### RECORDS FOR THIS TASK
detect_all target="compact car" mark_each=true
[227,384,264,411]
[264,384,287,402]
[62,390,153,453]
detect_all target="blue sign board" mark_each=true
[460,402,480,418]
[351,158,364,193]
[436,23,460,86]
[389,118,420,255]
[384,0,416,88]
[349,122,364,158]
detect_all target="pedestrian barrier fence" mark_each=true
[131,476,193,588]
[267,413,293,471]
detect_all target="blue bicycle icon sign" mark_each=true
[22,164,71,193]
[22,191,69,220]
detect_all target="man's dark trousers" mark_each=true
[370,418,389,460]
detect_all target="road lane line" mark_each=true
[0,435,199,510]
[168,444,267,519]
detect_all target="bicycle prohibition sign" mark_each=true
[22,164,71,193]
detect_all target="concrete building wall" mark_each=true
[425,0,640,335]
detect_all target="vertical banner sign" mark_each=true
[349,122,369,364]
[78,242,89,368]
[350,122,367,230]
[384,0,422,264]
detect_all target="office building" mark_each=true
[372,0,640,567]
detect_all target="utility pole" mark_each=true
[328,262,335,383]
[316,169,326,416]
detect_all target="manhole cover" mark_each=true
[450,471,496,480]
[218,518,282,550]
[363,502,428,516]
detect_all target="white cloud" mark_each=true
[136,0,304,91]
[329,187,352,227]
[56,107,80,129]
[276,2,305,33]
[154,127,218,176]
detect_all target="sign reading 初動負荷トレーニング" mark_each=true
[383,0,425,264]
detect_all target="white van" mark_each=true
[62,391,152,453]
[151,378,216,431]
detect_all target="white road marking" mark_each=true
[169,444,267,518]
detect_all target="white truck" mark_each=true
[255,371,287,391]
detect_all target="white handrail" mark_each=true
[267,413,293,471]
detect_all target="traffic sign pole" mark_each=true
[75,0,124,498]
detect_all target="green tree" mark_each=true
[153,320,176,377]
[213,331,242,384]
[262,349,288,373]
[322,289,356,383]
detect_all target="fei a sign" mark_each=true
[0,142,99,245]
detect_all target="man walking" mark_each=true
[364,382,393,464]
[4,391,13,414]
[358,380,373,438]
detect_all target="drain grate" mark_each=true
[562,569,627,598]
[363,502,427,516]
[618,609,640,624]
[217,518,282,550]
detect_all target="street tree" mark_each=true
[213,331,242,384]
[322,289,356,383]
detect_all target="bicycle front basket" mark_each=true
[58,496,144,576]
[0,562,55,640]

### EXERCISE DIRECTIONS
Identify every line of the items above that contains the string "road", matching case exactly, and copy each such line.

### EXERCISE RESPONSE
detect_all target="road lane line" mark_each=true
detect_all target="white road marking" mark_each=true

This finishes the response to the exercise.